● **Requirement**: Can you write out all the records below again, swapping every "photograph" for "image", changing nothing else and leaving out the pictures?

------------------------------------------------

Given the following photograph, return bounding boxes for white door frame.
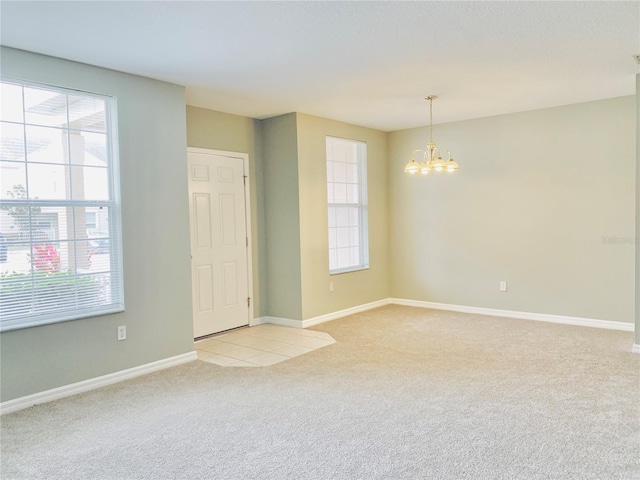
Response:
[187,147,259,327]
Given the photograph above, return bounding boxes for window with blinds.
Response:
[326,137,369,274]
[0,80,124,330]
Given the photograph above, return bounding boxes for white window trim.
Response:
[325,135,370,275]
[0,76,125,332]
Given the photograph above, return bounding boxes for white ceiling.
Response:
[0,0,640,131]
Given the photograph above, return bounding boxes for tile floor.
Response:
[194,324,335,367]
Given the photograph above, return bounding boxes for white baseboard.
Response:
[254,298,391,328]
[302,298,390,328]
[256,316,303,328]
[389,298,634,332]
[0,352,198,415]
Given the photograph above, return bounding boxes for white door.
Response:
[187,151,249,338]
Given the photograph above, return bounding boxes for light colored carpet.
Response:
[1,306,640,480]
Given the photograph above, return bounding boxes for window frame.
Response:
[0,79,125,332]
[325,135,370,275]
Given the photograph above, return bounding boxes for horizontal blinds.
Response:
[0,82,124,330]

------------------------------------------------

● **Answer to the exercise**:
Given the following image, return bounding boxes for white door frame.
Response:
[187,147,259,327]
Given the image above, return bounding boxes for window with blinds.
Response:
[326,137,369,274]
[0,80,124,330]
Given the image above, return bounding boxes for white window trim.
Response:
[325,135,370,275]
[0,76,125,332]
Given the image above, return bounding boxes for white ceiling.
Response:
[0,0,640,131]
Given the image above, return bounding boxes for tile floor.
Response:
[194,324,335,367]
Given the image above, return bounding boxes for white baseboard.
Response:
[254,298,391,328]
[302,298,390,328]
[256,316,303,328]
[389,298,634,332]
[0,352,198,415]
Given the image above, return bounding boxes for white door.
Response:
[187,151,249,338]
Given the image above, return bounding boxes for light colored carpet.
Response:
[1,306,640,480]
Given the image above, return bounding boxes for window frame.
Response:
[0,79,125,332]
[325,135,370,275]
Given the image above, return bounding boxes for horizontal blinds.
Response:
[0,82,124,330]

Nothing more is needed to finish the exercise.